Wonderfulness (1966) is the fourth album of stand-up comedy performances by Bill Cosby. The title comes from a catchphrase used in Cosby's television series, I Spy.

This was the first of several Cosby albums to be recorded live at Harrah's, Lake Tahoe, Nevada, by Warner Bros. Records. Seven of the eight tracks are drawn from Cosby's childhood experiences; the last one, "Niagara Falls", deals with a visit to that landmark by television producer Sheldon Leonard, who hired Cosby to star in I Spy.

The version of "Shop" from this album differs from the track of the same title on Cosby's previous album, Why Is There Air?. Wonderfulness won the 1967 Grammy Award for Best Comedy Album.

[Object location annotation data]
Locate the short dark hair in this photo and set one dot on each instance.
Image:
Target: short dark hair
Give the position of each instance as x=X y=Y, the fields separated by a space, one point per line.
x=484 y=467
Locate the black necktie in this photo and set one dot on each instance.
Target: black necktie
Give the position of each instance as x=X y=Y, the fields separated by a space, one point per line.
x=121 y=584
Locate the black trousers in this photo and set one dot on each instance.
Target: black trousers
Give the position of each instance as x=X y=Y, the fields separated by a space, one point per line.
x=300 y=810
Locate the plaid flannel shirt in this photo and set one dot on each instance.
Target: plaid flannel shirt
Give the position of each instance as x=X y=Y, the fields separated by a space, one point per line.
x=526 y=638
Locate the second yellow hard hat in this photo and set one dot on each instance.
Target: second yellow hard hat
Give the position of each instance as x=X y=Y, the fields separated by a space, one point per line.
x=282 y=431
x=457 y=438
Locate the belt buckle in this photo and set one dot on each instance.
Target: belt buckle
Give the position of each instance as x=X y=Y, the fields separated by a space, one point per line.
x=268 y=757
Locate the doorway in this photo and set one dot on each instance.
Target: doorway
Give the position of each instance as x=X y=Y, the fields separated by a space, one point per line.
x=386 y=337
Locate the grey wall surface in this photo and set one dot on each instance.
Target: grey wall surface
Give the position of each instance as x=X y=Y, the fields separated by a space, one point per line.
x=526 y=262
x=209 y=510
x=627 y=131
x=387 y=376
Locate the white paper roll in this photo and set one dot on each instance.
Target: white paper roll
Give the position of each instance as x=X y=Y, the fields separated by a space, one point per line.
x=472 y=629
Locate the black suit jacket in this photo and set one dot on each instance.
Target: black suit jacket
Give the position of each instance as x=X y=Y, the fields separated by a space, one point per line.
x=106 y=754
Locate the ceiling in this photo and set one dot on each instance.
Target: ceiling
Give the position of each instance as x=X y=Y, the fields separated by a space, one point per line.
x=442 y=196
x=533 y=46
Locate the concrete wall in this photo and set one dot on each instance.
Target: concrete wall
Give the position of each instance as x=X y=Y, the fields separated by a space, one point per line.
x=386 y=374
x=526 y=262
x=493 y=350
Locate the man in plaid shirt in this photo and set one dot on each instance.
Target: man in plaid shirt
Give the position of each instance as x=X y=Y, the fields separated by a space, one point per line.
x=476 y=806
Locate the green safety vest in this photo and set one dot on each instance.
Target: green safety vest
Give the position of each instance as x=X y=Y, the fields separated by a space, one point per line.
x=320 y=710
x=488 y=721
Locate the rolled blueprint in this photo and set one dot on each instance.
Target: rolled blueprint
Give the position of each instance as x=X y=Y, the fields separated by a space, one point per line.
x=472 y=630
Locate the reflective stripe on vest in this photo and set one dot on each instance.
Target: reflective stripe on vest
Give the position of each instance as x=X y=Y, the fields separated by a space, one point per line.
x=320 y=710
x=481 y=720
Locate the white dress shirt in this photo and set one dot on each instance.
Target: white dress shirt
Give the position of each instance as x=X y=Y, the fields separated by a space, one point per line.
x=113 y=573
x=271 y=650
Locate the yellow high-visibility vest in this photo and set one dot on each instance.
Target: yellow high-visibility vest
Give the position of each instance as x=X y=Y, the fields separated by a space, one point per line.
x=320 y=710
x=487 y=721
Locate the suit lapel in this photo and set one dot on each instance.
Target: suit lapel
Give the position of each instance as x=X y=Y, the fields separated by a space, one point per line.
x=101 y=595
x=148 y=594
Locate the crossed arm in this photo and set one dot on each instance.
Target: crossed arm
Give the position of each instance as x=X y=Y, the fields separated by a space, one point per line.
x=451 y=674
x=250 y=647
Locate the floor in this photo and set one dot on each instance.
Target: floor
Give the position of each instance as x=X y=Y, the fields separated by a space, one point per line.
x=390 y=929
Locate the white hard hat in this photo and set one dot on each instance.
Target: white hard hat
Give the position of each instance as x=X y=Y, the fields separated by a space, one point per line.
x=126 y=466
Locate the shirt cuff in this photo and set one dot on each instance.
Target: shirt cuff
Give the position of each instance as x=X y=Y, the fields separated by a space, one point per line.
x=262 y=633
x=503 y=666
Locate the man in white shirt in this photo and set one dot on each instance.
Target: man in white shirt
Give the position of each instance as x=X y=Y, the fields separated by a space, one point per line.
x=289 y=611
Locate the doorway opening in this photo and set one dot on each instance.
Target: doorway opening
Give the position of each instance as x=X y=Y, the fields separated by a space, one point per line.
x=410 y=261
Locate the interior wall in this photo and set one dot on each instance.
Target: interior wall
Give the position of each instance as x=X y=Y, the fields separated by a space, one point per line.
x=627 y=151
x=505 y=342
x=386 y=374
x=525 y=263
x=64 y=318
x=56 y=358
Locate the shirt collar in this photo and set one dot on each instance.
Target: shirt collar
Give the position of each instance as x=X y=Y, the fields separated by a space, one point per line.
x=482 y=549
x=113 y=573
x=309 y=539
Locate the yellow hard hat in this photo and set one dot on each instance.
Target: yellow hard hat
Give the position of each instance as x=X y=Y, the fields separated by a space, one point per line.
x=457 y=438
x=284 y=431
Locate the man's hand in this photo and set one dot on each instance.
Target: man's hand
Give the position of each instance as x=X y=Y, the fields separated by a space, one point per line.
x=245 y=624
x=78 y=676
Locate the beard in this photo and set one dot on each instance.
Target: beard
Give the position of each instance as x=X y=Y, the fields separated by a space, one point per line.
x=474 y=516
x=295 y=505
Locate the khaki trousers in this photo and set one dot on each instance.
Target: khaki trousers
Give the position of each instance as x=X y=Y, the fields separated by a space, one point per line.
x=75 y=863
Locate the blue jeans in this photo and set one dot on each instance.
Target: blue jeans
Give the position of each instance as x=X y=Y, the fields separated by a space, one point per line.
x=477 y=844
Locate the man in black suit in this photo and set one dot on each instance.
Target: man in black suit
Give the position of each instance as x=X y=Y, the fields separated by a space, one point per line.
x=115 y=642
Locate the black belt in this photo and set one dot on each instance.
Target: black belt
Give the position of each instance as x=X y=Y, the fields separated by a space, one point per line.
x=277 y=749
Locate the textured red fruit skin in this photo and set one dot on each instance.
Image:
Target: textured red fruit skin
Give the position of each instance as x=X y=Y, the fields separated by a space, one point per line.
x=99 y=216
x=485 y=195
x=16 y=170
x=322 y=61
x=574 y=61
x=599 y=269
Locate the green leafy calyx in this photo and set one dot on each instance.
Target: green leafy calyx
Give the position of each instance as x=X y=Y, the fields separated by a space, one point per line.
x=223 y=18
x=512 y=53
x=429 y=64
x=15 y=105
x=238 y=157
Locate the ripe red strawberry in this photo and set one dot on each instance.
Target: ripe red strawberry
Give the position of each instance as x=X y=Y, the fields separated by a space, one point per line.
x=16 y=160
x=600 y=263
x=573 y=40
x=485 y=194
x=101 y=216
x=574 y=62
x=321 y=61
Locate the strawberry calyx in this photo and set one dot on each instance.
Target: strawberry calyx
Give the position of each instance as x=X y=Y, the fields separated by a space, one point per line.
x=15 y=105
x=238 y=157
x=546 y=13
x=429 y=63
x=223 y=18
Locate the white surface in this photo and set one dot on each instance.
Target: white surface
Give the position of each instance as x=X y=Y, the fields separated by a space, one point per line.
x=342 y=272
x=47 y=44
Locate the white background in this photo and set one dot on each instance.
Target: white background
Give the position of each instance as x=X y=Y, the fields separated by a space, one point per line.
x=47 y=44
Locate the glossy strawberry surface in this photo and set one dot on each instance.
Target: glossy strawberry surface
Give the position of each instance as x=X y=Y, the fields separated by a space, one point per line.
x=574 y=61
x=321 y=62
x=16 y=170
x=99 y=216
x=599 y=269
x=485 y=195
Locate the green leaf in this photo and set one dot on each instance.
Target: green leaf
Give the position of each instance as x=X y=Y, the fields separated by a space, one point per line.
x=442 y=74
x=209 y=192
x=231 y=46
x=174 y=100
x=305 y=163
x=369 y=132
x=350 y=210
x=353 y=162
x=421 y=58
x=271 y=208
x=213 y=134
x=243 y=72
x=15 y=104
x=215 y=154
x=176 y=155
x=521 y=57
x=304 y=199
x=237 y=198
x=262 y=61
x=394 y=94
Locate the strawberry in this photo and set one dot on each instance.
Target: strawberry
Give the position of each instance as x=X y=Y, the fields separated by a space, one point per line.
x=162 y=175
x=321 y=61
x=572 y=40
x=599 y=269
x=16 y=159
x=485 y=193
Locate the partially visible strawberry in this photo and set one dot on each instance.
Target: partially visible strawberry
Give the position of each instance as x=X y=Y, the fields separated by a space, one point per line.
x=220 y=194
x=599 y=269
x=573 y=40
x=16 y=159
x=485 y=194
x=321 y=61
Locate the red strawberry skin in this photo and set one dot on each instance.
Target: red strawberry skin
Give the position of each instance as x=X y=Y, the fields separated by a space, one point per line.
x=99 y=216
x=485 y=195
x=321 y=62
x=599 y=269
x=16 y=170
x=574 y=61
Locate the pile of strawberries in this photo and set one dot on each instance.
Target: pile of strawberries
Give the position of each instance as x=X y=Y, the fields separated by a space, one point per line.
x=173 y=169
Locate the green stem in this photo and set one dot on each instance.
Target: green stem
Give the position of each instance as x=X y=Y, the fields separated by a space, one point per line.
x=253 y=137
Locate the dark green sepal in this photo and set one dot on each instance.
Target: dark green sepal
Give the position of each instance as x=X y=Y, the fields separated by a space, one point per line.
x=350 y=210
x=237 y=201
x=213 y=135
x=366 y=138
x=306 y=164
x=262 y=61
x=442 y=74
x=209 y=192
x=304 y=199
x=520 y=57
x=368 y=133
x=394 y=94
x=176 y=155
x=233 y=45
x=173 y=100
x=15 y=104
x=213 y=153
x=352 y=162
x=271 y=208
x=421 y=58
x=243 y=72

Written exercise 1:
According to the passage about Wonderfulness, where was the album recorded live?
Written exercise 2:
Retype part of the passage about Wonderfulness, starting at the words "Wonderfulness (1966) is" and ending after "star in I Spy.".
The records aren't needed here.

Written answer 1:
At Harrah's, Lake Tahoe, Nevada.

Written answer 2:
Wonderfulness (1966) is the fourth album of stand-up comedy performances by Bill Cosby. The title comes from a catchphrase used in Cosby's television series, I Spy.

This was the first of several Cosby albums to be recorded live at Harrah's, Lake Tahoe, Nevada, by Warner Bros. Records. Seven of the eight tracks are drawn from Cosby's childhood experiences; the last one, "Niagara Falls", deals with a visit to that landmark by television producer Sheldon Leonard, who hired Cosby to star in I Spy.